§ **Referring expression pointing data**
*** Block opens ***

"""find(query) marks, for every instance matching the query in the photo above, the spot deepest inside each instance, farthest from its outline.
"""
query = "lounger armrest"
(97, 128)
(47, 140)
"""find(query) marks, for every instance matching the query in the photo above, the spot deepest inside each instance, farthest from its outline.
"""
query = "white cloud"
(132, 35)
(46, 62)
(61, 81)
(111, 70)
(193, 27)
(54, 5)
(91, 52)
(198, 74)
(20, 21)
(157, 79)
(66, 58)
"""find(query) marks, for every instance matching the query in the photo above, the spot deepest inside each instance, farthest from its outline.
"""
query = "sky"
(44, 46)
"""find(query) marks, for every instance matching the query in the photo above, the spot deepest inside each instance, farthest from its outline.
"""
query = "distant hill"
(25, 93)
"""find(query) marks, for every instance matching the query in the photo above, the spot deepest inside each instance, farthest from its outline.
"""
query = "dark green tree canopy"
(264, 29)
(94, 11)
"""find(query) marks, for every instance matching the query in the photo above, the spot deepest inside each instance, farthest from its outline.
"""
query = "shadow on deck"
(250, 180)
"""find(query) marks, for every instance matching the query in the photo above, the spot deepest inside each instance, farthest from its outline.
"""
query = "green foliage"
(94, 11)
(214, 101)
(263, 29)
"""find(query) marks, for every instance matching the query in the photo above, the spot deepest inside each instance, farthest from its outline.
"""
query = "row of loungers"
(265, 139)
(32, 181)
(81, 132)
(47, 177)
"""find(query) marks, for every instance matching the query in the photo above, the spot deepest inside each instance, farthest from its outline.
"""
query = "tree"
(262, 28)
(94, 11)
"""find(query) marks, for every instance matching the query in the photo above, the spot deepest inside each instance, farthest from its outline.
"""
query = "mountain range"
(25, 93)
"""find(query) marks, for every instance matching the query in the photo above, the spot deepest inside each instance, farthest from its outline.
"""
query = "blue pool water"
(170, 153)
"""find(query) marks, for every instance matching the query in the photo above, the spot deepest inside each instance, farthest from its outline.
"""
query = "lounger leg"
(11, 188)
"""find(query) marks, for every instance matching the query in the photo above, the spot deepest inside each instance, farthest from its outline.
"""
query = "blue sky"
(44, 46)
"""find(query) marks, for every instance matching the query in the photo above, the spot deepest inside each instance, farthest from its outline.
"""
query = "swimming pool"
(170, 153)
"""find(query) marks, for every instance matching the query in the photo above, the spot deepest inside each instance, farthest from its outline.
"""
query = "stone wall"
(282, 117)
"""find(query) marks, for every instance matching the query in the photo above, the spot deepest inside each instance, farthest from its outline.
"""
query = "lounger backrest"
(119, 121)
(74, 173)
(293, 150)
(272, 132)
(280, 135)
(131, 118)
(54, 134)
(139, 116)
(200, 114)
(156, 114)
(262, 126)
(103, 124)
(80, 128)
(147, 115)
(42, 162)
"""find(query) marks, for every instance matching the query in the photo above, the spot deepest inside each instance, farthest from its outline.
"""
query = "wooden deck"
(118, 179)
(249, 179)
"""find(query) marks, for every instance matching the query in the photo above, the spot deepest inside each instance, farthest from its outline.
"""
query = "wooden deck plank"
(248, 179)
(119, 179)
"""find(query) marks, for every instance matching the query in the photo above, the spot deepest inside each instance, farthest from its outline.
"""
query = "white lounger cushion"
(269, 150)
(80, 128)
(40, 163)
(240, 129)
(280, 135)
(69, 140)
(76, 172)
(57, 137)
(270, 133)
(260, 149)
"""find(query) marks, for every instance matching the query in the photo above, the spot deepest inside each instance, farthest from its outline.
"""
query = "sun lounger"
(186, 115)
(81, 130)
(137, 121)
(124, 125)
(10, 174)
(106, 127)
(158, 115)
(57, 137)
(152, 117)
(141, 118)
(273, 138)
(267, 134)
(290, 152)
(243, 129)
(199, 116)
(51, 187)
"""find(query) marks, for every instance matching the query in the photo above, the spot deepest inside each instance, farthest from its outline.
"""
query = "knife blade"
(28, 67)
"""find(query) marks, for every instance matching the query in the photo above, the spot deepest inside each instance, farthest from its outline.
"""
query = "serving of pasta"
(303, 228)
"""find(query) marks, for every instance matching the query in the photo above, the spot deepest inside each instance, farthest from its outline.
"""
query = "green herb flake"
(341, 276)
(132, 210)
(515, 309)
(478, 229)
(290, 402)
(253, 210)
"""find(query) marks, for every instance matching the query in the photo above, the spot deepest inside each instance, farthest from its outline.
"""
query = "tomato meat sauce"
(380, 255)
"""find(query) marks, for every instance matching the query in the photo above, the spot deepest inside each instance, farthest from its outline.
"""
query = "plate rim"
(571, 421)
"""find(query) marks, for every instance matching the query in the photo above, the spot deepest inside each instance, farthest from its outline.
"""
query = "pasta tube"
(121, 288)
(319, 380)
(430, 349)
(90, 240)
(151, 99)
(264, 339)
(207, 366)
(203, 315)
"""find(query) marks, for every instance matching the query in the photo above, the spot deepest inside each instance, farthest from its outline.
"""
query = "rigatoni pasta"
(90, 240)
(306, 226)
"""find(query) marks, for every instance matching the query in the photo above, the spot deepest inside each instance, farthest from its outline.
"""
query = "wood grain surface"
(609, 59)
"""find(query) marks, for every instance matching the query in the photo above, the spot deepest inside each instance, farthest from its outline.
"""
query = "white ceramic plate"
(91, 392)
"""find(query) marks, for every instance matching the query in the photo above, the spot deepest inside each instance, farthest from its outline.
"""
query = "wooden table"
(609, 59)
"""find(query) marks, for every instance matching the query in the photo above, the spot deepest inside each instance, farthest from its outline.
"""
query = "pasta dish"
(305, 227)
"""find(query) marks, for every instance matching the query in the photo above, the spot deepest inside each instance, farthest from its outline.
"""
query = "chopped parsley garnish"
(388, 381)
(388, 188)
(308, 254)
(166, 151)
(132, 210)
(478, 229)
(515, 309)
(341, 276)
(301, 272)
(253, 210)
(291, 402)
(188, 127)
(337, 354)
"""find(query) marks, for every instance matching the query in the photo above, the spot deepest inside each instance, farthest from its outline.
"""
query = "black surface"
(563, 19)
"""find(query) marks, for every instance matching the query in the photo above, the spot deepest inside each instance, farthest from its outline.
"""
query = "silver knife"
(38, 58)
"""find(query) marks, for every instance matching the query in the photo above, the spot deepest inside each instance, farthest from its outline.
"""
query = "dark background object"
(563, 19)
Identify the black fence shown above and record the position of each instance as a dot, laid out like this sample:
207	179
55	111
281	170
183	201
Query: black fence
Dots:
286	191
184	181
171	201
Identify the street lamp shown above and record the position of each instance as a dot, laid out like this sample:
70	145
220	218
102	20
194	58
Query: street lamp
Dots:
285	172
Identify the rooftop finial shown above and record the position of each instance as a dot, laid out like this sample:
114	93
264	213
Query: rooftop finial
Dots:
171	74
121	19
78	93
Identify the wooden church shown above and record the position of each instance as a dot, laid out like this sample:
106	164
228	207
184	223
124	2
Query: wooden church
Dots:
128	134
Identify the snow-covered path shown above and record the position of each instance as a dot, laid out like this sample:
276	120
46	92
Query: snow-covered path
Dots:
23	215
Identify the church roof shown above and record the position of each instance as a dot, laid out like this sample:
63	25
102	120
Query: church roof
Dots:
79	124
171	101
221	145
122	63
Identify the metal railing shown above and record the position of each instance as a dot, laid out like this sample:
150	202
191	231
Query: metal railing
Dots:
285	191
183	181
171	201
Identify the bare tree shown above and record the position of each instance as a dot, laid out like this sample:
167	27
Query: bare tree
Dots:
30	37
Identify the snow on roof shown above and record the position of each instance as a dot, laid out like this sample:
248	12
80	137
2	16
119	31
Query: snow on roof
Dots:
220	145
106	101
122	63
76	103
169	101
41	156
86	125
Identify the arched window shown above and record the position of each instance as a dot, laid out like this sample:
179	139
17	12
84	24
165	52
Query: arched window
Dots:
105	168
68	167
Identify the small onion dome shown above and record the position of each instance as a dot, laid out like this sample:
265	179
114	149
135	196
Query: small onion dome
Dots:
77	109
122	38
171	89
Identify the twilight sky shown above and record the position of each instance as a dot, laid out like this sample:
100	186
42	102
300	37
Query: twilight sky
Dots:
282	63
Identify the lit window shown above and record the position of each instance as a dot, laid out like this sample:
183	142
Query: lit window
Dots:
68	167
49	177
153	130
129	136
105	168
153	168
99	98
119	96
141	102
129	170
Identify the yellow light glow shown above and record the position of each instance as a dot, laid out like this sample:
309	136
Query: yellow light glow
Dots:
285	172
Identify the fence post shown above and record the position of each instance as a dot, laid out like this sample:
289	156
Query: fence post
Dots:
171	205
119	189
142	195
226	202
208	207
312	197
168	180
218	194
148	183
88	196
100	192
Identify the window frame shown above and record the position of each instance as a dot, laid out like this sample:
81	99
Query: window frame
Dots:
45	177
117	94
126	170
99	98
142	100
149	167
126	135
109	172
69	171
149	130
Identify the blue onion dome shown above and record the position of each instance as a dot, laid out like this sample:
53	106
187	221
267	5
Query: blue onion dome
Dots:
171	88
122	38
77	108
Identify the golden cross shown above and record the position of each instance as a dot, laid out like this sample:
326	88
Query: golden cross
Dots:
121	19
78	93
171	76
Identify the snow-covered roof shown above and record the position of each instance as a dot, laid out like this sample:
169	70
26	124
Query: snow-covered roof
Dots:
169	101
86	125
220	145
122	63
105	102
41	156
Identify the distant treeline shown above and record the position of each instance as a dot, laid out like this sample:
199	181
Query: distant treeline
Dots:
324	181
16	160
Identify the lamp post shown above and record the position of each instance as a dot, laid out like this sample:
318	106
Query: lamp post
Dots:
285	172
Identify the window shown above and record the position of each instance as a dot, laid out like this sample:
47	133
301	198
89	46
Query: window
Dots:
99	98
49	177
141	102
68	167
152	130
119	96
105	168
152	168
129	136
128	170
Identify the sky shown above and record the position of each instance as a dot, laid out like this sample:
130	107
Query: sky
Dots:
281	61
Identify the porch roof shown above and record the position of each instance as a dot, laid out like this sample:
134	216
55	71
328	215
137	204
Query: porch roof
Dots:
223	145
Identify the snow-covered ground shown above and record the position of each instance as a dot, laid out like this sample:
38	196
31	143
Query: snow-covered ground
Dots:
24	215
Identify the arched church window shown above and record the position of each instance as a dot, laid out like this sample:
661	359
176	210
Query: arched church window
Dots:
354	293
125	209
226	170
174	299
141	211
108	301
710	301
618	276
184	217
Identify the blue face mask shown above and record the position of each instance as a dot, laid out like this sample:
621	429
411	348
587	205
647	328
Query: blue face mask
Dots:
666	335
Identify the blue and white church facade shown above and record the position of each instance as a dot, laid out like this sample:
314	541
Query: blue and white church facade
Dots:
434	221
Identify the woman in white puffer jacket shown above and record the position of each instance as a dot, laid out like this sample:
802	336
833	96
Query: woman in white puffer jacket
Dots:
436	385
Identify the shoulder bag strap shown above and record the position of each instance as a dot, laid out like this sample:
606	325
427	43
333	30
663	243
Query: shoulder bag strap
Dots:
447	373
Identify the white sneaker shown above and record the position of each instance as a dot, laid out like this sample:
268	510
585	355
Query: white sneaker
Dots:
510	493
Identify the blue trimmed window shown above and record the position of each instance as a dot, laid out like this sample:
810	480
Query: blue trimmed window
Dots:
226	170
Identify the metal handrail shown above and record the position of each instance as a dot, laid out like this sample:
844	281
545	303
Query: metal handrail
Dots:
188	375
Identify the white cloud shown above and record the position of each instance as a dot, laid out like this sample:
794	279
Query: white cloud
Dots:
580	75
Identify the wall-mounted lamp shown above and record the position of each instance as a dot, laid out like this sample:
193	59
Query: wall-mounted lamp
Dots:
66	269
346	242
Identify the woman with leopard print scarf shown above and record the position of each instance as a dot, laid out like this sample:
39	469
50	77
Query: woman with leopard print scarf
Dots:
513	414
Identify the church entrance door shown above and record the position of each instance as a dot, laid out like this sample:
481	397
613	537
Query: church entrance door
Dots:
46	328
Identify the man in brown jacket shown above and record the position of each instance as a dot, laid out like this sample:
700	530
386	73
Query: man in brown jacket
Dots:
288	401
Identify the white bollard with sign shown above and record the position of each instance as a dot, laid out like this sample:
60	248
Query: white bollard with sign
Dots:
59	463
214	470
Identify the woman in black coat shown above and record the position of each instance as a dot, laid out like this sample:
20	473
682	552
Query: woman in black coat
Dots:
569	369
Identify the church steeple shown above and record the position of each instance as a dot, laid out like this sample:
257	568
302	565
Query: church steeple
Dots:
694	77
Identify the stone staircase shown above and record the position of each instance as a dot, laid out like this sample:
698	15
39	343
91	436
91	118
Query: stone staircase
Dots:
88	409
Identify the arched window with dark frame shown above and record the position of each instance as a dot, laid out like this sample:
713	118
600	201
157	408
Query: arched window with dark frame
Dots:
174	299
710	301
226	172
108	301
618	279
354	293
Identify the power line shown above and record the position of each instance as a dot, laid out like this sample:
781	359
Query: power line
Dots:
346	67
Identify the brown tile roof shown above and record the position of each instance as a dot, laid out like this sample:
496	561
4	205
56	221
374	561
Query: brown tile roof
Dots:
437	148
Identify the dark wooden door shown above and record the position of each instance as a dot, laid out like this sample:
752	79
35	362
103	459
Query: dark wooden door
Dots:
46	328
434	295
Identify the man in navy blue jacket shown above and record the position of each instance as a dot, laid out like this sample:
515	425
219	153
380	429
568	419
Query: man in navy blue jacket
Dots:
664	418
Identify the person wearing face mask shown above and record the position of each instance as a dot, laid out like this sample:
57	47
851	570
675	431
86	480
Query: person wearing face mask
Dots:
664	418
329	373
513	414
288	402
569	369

*** Block closes ***

Search the entries for the string "cross" and copy each line where it occurs.

Identify the golden cross shown above and record the position of each instance as a dot, laid out like this sample:
Query: golden cross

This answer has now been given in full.